• **Exercise requirements**:
Write out, word for word, the part of the listing below that opens with the line containing "If you could point to the green" and closes with the line containing "If you could point to the purple", keeping both of those lines and adding no others.

• **Records**:
-*-*-

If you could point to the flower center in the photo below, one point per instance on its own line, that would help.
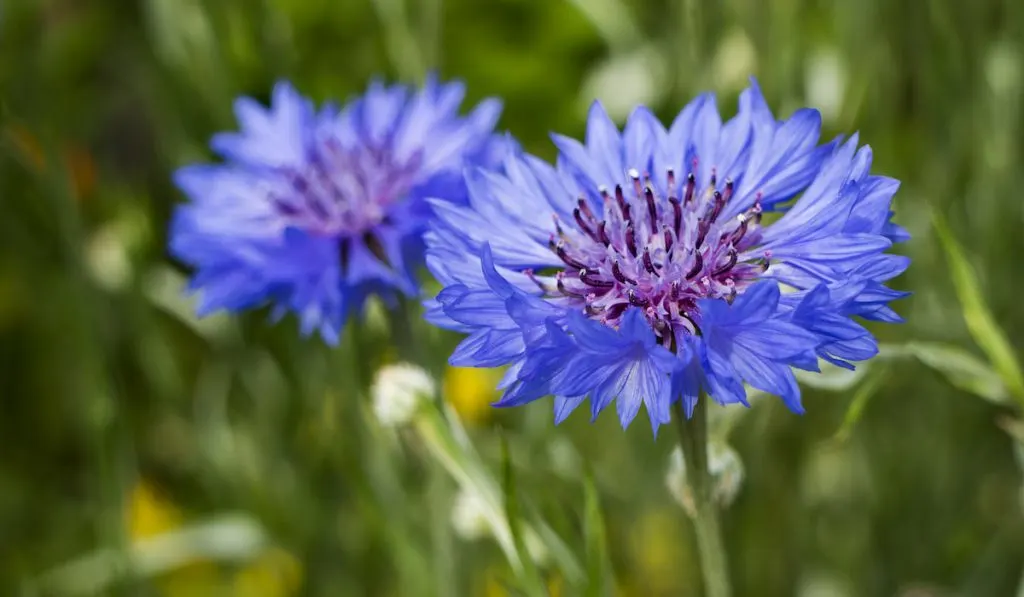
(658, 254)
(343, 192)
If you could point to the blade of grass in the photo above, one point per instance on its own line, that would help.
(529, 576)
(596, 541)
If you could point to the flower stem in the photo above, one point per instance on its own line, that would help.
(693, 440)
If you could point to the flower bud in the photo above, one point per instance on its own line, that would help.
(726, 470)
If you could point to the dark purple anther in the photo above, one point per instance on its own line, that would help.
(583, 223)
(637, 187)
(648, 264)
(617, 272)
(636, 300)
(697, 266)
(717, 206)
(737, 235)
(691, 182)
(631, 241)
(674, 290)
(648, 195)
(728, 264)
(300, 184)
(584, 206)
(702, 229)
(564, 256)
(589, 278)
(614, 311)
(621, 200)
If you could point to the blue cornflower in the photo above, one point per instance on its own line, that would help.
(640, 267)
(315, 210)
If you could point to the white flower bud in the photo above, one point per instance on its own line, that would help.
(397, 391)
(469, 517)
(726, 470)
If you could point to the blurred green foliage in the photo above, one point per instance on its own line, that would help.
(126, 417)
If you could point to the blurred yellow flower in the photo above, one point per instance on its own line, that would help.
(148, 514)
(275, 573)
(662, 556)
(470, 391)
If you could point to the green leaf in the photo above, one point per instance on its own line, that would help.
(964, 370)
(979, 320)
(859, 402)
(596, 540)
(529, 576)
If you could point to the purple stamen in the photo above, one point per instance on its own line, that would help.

-*-*-

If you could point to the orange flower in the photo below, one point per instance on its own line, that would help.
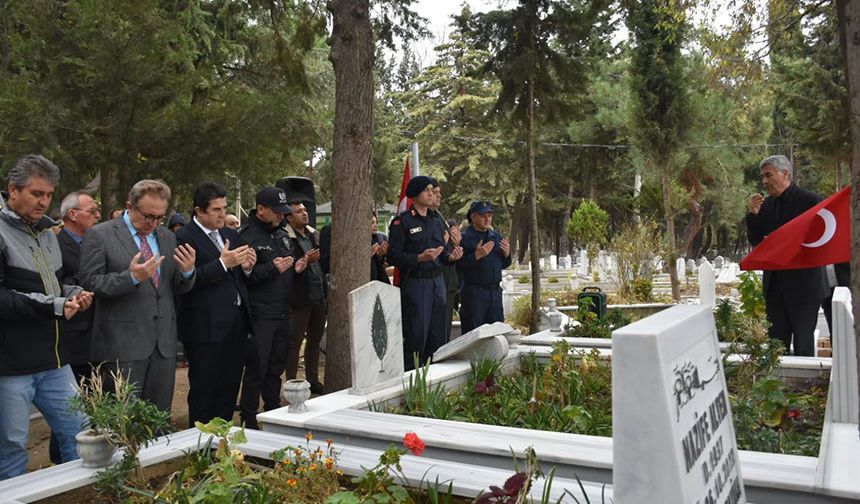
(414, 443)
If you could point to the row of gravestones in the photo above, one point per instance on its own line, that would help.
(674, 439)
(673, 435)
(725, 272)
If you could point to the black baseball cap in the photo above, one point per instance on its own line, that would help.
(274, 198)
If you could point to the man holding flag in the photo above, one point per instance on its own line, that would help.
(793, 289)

-*-*-

• **Exercise solution**:
If you could point to the green leaf in the photo above, one point per instance on its own line, that would help.
(964, 370)
(979, 320)
(859, 402)
(596, 540)
(529, 576)
If you could point to the purple stamen in the photo above, one point per instance on its own line, that would help.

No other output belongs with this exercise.